Dataset records
· · · · · · ·
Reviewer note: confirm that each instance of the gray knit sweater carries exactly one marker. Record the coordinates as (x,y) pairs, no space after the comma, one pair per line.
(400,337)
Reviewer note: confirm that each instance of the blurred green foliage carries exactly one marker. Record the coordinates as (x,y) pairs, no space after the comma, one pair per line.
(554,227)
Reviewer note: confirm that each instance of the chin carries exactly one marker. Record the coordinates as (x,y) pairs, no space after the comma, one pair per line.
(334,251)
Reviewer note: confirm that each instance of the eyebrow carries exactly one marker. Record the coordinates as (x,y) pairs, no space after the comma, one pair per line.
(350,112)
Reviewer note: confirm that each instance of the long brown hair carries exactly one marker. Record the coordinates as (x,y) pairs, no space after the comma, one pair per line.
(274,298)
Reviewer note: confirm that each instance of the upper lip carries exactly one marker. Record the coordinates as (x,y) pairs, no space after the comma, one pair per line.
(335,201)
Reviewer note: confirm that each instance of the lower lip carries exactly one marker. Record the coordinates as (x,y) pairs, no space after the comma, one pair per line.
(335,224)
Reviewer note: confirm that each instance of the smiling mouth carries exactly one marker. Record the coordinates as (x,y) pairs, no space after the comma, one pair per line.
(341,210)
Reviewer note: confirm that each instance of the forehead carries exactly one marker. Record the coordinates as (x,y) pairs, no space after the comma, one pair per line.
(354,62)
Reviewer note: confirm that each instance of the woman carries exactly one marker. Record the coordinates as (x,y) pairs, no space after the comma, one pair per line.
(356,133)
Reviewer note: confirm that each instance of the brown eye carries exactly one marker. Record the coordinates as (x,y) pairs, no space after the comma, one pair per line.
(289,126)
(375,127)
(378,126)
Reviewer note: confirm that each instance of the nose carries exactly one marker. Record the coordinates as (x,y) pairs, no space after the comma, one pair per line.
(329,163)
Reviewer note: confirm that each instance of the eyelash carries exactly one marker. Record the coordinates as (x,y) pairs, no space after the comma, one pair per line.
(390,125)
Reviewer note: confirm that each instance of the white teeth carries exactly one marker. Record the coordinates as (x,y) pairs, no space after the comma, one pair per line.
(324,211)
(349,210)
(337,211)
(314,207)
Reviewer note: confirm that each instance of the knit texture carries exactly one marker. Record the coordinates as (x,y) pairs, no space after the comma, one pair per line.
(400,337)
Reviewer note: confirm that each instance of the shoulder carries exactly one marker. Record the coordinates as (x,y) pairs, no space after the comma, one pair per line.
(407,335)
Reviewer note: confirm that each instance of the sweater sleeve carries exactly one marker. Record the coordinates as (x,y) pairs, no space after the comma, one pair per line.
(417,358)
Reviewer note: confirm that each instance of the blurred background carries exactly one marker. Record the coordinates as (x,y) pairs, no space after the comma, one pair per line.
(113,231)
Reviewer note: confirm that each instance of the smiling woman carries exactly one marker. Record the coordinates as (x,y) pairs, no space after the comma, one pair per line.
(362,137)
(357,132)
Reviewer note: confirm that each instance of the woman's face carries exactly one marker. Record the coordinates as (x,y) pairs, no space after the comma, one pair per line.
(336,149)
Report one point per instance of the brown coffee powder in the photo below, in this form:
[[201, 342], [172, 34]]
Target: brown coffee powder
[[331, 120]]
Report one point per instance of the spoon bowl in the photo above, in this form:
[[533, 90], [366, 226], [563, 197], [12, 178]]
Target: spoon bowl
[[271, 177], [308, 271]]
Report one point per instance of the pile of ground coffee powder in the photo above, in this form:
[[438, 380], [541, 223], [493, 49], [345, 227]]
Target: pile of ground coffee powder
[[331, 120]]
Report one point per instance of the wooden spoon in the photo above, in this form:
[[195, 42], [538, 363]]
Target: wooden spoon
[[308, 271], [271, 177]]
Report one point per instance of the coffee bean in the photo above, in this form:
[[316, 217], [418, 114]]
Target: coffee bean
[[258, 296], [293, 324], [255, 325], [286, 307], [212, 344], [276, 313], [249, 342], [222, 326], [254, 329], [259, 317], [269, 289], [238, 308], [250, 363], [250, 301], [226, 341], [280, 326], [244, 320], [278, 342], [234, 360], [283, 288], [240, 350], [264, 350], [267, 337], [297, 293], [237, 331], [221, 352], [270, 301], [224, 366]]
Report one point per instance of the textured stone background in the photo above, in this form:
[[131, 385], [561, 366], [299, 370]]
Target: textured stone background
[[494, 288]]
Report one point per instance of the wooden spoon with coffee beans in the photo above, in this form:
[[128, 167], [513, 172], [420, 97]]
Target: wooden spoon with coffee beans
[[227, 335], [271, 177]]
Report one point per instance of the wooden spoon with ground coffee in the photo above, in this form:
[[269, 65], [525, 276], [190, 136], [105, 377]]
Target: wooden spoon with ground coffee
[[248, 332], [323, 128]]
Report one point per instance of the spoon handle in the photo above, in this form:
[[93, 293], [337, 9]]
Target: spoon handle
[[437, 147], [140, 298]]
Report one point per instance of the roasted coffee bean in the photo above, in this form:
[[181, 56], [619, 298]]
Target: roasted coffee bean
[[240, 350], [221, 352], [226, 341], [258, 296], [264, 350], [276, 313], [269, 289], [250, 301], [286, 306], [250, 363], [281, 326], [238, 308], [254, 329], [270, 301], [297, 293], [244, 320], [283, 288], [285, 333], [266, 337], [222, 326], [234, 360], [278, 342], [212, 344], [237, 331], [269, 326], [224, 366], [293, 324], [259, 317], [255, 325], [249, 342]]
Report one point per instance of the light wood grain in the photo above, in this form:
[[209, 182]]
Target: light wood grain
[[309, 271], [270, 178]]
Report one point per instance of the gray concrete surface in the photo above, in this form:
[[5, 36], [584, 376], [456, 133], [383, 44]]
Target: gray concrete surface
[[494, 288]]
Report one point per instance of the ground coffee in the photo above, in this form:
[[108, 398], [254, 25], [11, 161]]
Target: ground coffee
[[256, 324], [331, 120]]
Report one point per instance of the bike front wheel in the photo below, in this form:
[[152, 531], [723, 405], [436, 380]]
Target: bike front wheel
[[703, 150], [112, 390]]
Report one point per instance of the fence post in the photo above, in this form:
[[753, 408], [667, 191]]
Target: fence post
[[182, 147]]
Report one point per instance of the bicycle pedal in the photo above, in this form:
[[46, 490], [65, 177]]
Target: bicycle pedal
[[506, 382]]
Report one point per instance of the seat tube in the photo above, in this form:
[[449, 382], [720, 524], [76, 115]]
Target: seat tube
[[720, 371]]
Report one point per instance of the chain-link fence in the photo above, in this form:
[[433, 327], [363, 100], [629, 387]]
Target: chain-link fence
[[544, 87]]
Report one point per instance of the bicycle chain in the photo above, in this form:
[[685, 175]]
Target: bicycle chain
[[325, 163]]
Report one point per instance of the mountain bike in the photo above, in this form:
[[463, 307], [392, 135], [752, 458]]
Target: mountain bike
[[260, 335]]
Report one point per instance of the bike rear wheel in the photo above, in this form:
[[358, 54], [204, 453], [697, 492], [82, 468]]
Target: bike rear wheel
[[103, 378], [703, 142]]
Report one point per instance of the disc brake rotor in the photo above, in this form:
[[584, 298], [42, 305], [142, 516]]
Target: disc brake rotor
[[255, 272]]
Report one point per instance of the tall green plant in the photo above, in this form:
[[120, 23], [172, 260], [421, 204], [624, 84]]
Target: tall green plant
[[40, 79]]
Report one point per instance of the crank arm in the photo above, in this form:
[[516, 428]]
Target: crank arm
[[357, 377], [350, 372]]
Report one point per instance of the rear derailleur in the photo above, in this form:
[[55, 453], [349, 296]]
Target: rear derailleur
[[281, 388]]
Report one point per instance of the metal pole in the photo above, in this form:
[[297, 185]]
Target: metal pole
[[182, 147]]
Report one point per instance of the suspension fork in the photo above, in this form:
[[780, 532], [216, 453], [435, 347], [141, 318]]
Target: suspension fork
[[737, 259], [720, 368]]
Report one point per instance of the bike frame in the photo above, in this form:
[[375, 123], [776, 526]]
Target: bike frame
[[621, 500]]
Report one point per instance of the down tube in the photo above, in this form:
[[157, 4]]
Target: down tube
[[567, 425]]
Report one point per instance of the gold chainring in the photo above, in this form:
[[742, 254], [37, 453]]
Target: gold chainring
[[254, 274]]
· · · · · · ·
● **EXERCISE**: Transcribe exactly the line containing "Report one point per instance of the mountain" and all remaining lines of the material, ending with the last one.

● **ANSWER TO THIS TASK**:
Report one point per instance of the mountain bike in the photo above, in this form:
[[463, 307], [392, 135], [752, 458]]
Target: mountain bike
[[260, 335]]
Report one point per instance of the bike rear wheel in the photo above, in this form:
[[358, 54], [204, 453], [697, 492], [82, 468]]
Target: bike rear wheel
[[103, 378], [703, 142]]
Report one point per instance of the disc brake rotor in the photo above, in this form:
[[584, 298], [42, 305], [142, 516]]
Target: disc brake rotor
[[255, 272]]
Report one point per instance of the tall green plant in the photo above, in this form:
[[120, 23], [172, 260], [421, 204], [624, 84]]
Target: tall green plant
[[40, 79]]
Report one point per instance of the crank arm in the photo above, in this form:
[[516, 428]]
Target: crank arm
[[357, 377], [350, 372]]
Report one point per instance of the rear derailleur in the photo above, in this form:
[[55, 453], [349, 296]]
Target: rear derailleur
[[281, 388]]
Report one point per instance of the metal pole in the photo above, in this form:
[[297, 185]]
Target: metal pole
[[182, 147]]
Report one point per instance of the suspension fork in the photo above, in this form:
[[780, 532], [216, 453], [435, 347], [141, 318]]
Target: suspension fork
[[737, 259], [720, 368]]
Report one point per instance of the bike frame in the photo above, in this form:
[[375, 123], [776, 526]]
Target: bike frame
[[621, 500]]
Report one point per instance of the down tube in the photo above, in this form:
[[157, 4]]
Target: down tube
[[567, 425]]
Report one point per instance of the gold chainring in the photo above, in this form:
[[742, 254], [37, 453]]
Target: gold chainring
[[254, 274]]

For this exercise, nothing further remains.